┌─ Data to examine
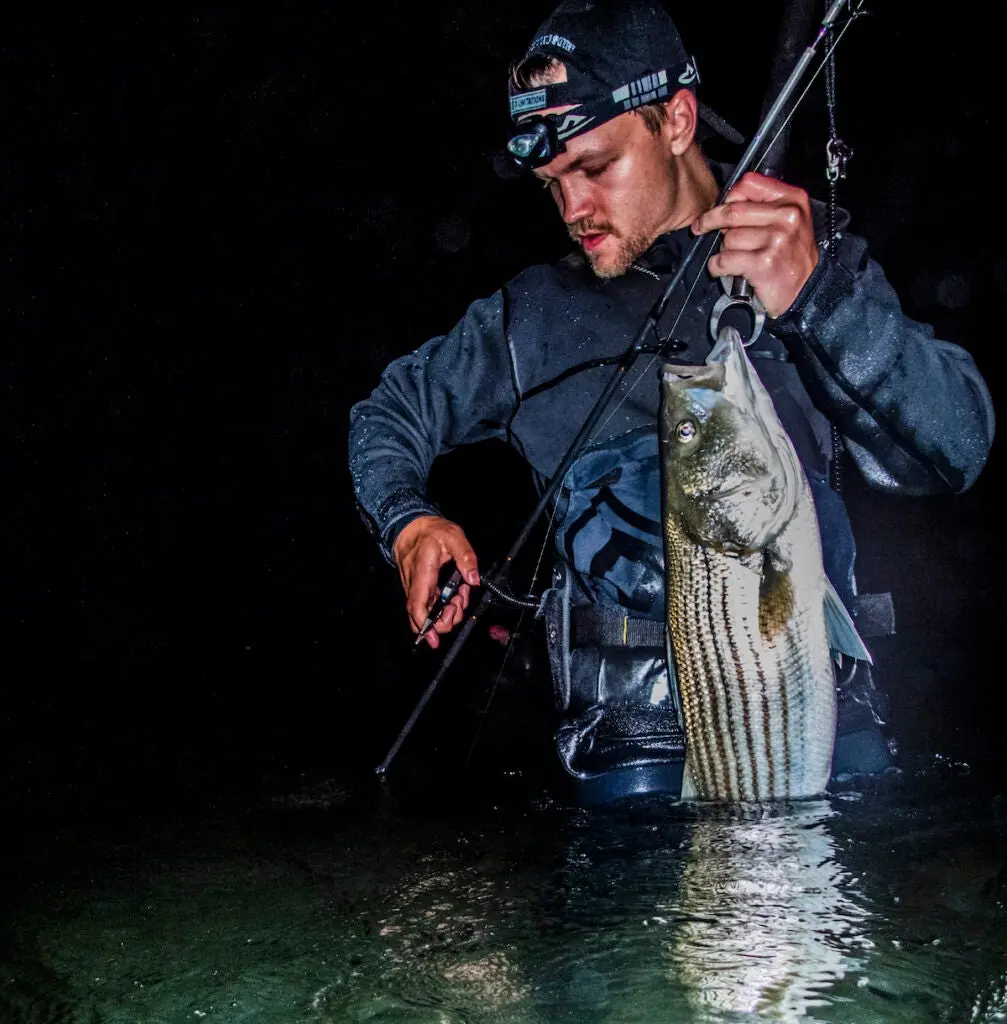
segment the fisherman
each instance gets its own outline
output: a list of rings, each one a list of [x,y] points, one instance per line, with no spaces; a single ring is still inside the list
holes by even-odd
[[[767,319],[748,354],[811,484],[826,572],[851,614],[855,546],[829,486],[834,436],[890,494],[961,493],[986,460],[993,411],[973,360],[901,312],[862,238],[829,238],[821,204],[756,173],[716,205],[729,168],[701,140],[739,140],[697,100],[698,84],[675,25],[651,0],[566,0],[512,69],[509,149],[548,188],[576,249],[472,303],[448,334],[394,361],[351,414],[358,503],[399,570],[414,630],[441,567],[454,562],[464,578],[427,635],[431,647],[462,620],[480,582],[463,530],[427,497],[434,459],[503,438],[548,479],[612,373],[605,364],[618,361],[697,235],[723,233],[706,266],[686,274],[655,345],[663,358],[702,363],[721,279],[750,282]],[[664,627],[659,368],[641,358],[626,375],[553,513],[544,608],[563,716],[556,743],[586,802],[681,785]],[[834,777],[886,770],[892,748],[869,666],[844,666],[837,682]]]

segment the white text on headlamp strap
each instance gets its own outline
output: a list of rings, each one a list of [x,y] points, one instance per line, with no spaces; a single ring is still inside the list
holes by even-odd
[[[527,114],[532,110],[541,110],[546,105],[545,89],[536,89],[534,92],[519,92],[510,98],[511,117],[518,114]]]

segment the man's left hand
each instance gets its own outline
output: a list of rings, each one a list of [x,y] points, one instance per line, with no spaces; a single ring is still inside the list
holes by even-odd
[[[697,217],[694,234],[724,233],[714,277],[747,278],[769,316],[785,313],[818,264],[808,193],[749,171],[723,205]]]

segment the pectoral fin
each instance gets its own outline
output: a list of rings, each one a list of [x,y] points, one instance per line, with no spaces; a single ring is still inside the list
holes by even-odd
[[[838,654],[845,654],[858,661],[866,661],[871,665],[874,659],[871,652],[867,650],[857,627],[846,610],[846,605],[836,593],[836,588],[827,578],[823,579],[825,587],[825,633],[829,639],[829,647]]]
[[[692,771],[689,767],[689,755],[685,755],[685,770],[682,772],[682,792],[679,794],[679,800],[695,800],[696,793],[696,780],[692,777]]]

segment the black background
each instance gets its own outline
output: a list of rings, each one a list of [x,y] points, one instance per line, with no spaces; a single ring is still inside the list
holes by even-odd
[[[436,657],[407,656],[397,579],[357,519],[348,412],[391,358],[565,250],[547,197],[492,163],[508,63],[549,7],[42,7],[8,26],[5,805],[200,799],[384,753]],[[972,352],[997,401],[1004,16],[872,7],[838,55],[841,198],[907,312]],[[673,10],[704,98],[746,133],[781,10]],[[824,196],[820,81],[796,125],[788,177]],[[921,763],[1003,764],[1001,462],[958,498],[850,480],[861,589],[897,604],[896,731]],[[483,564],[531,493],[494,445],[434,486]],[[410,758],[438,722],[467,741],[452,709],[482,698],[474,678]]]

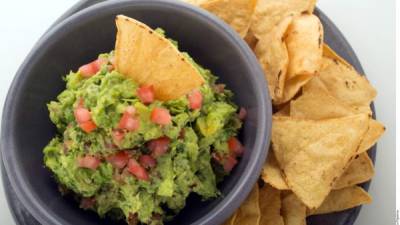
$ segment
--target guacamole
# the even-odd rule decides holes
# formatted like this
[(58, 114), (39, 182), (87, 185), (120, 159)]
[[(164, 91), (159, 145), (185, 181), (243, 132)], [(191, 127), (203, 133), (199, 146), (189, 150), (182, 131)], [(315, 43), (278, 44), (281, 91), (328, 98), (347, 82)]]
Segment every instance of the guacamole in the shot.
[(244, 149), (236, 138), (242, 113), (210, 70), (185, 57), (206, 82), (164, 102), (114, 70), (112, 52), (65, 76), (66, 89), (48, 104), (58, 134), (44, 163), (82, 208), (162, 224), (190, 194), (219, 195), (217, 183)]

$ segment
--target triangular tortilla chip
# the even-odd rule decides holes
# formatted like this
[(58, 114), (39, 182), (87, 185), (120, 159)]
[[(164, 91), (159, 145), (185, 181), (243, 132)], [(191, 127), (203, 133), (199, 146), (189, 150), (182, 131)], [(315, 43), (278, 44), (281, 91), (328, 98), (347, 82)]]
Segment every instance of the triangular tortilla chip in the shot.
[(260, 188), (260, 225), (284, 225), (281, 216), (280, 191), (265, 184)]
[[(374, 165), (367, 153), (361, 153), (350, 163), (349, 167), (335, 182), (333, 189), (342, 189), (371, 180), (374, 176)], [(268, 153), (261, 177), (265, 183), (278, 190), (289, 190), (282, 176), (281, 168), (273, 152)]]
[(368, 131), (361, 142), (358, 153), (368, 151), (378, 141), (384, 132), (385, 126), (383, 126), (383, 124), (374, 119), (370, 119)]
[(316, 0), (258, 0), (250, 30), (261, 40), (276, 24), (288, 16), (312, 13)]
[(339, 212), (371, 202), (371, 196), (364, 189), (352, 186), (332, 191), (322, 205), (316, 210), (309, 210), (308, 215)]
[(323, 29), (318, 17), (295, 17), (285, 38), (289, 64), (284, 92), (274, 104), (292, 99), (310, 79), (317, 75), (322, 62)]
[(264, 70), (272, 101), (282, 98), (289, 56), (283, 36), (292, 17), (282, 20), (272, 31), (260, 39), (254, 52)]
[(285, 225), (306, 225), (306, 206), (292, 193), (282, 200)]
[(244, 38), (250, 27), (257, 0), (211, 0), (199, 6), (229, 24)]
[(264, 164), (261, 177), (265, 183), (270, 184), (278, 190), (289, 190), (272, 150), (268, 152), (267, 161)]
[(235, 225), (258, 225), (260, 223), (260, 206), (258, 184), (254, 185), (247, 199), (236, 211)]
[(374, 164), (367, 153), (356, 156), (350, 166), (335, 182), (333, 189), (342, 189), (371, 180), (374, 176)]
[(354, 114), (353, 108), (319, 88), (303, 89), (303, 94), (290, 102), (290, 116), (294, 118), (319, 120)]
[(179, 98), (204, 83), (188, 59), (150, 27), (123, 15), (116, 24), (116, 70), (140, 85), (153, 85), (157, 99)]
[(324, 31), (315, 15), (293, 19), (285, 38), (289, 53), (287, 79), (296, 75), (315, 75), (321, 67)]
[(324, 57), (319, 78), (329, 93), (357, 112), (370, 113), (369, 105), (376, 96), (376, 90), (364, 76), (338, 60)]
[(273, 116), (272, 145), (286, 183), (309, 208), (320, 206), (368, 129), (366, 114), (329, 120)]

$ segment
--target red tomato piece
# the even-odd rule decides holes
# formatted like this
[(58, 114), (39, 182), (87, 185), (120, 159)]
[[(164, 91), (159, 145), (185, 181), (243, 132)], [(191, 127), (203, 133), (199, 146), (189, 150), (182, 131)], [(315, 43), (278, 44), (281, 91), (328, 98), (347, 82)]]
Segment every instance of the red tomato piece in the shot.
[(151, 112), (151, 121), (160, 125), (168, 125), (171, 123), (171, 115), (167, 109), (155, 107)]
[(96, 204), (96, 198), (82, 198), (79, 207), (82, 209), (90, 209)]
[(141, 102), (150, 104), (154, 101), (154, 88), (153, 85), (142, 85), (137, 89), (137, 95)]
[(85, 78), (91, 77), (97, 73), (97, 70), (93, 67), (93, 64), (88, 63), (79, 67), (78, 72)]
[(160, 137), (158, 139), (151, 140), (147, 144), (147, 147), (150, 149), (152, 156), (154, 158), (158, 158), (168, 151), (169, 143), (169, 138)]
[(107, 162), (111, 163), (114, 167), (122, 169), (126, 166), (129, 161), (129, 154), (125, 151), (120, 151), (114, 155), (110, 155), (106, 158)]
[(216, 85), (214, 85), (214, 90), (217, 93), (223, 93), (225, 91), (225, 84), (216, 84)]
[(244, 120), (244, 119), (246, 119), (246, 116), (247, 116), (247, 110), (243, 107), (240, 107), (239, 119)]
[(240, 141), (235, 138), (231, 137), (228, 140), (229, 151), (235, 156), (241, 156), (244, 152), (244, 147)]
[(101, 69), (102, 65), (107, 64), (108, 60), (105, 58), (98, 58), (91, 62), (93, 68), (96, 70), (96, 73)]
[(237, 160), (234, 156), (229, 155), (224, 161), (224, 171), (229, 173), (236, 166)]
[(153, 168), (157, 165), (157, 161), (150, 155), (140, 156), (139, 162), (144, 168)]
[(131, 116), (134, 116), (136, 113), (135, 107), (129, 105), (125, 108), (125, 112), (129, 113)]
[(125, 137), (125, 133), (123, 131), (120, 130), (114, 130), (112, 132), (112, 138), (114, 143), (119, 143), (120, 141), (122, 141)]
[(100, 159), (98, 159), (94, 156), (87, 155), (87, 156), (78, 158), (78, 165), (79, 165), (79, 167), (82, 167), (82, 168), (88, 168), (88, 169), (95, 170), (100, 165)]
[(129, 160), (128, 171), (139, 180), (149, 180), (147, 171), (134, 159)]
[(189, 108), (190, 109), (200, 109), (203, 104), (203, 95), (199, 90), (194, 90), (188, 96)]
[(133, 117), (130, 113), (124, 112), (122, 115), (118, 128), (119, 129), (127, 129), (128, 131), (135, 131), (139, 129), (140, 121), (139, 119)]
[(83, 123), (79, 123), (79, 127), (86, 133), (90, 133), (97, 128), (97, 125), (93, 121), (89, 120)]
[(74, 110), (74, 116), (77, 123), (87, 122), (92, 119), (90, 111), (83, 107), (78, 107)]

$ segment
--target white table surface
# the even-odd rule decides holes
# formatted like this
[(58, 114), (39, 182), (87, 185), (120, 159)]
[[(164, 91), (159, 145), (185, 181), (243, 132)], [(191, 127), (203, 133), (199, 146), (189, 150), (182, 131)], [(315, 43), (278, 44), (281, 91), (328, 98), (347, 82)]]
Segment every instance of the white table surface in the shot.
└─
What the task requires ▸
Only lines holding the word "target" are wanted; list them all from the material.

Result ▸
--target guacamole
--target triangular tortilla chip
--target red tomato piece
--target white table surface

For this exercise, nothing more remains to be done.